==== Text provided

He delivered the final manuscript in December 2016. He understood the rural faculty, after some initial concerns, recommended to the RACGP Council it be published, but there it came to dead stop.

No-one has told him why. He takes this as a “great discourtesy” which has led him to reconsider his role on the archives committee.

“I have yet to come across anybody who says it’s unfair.  Most of the protagonists at the time … read it and say, well, it’s a very fair representation,” Dr Kamien said.

“A few of (the interviewees) will stick to their interpretation of the story, and that’s fine. I just thought it was the most important event that had occurred in the college of GPs, ever.”

Dr Kamien, an emeritus professor of general practice who has authored ground-breaking research on rural workforce issues in WA,  said he was “pretty sure” the document would eventually go up on the RACGP’s history pages, as originally planned.

At one point he asked the college to give up copyright so the work could be shared with members of ACRRM and the GPDU social media group, but he was told it would appear in the open-access history section of the RACGP website.

He had also thought releasing the work would be a gesture of goodwill, as the two colleges were now cooperating on a rural workforce training plan under National Rural Health Commissioner Professor Paul Worley.

========
==== Dataset excerpt

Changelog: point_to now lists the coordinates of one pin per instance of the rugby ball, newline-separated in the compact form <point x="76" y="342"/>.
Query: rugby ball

========

■ Problems to solve
1 – List every organization, group or committee named in the article on Dr Kamien's manuscript.
2 – According to the article on Dr Kamien's manuscript, why did he think releasing the work would be a gesture of goodwill?
3 – Continue the article on Dr Kamien's manuscript from where it stops.

■ Answers to the tasks
1 –
- The rural faculty
- The RACGP Council
- The archives committee
- The RACGP (the college of GPs)
- ACRRM
- The GPDU social media group

2 – He thought so because the two colleges were now cooperating on a rural workforce training plan under National Rural Health Commissioner Professor Paul Worley.

3 –
In some circles, the RACGP’s stance is seen as showing a painful sensitivity about old rivalries and interpretations of long-ago events, which may be resolved under new leadership.  Asked to comment for this story, current RACGP President Dr Harry Nespolon said only that a “potential libel issue” was behind the two-year delay.

ACRRM President Dr Ewen McPhee said the two colleges were now moving into a new partnership on rural generalist training under an accord led by Professor Worley.

“It is history, and I think Max Kamien’s work has put a line underneath it,” he said, referring to the revolt of more than 20 years ago.

“Both colleges have learned from that episode in history, and we are rewriting our relationship through the Collingrove Agreement,” he said.

Another influential rural GP, Dr Paul Mara, said Dr Kamien’s document was an “honest attempt to dissect an important and ongoing issue”.

But it also showed that the drivers of the rural workforce crisis were misunderstood, including by some rural doctors.

It would require a lot more than just the RACGP and ACRRM getting along to resolve the issues, he said.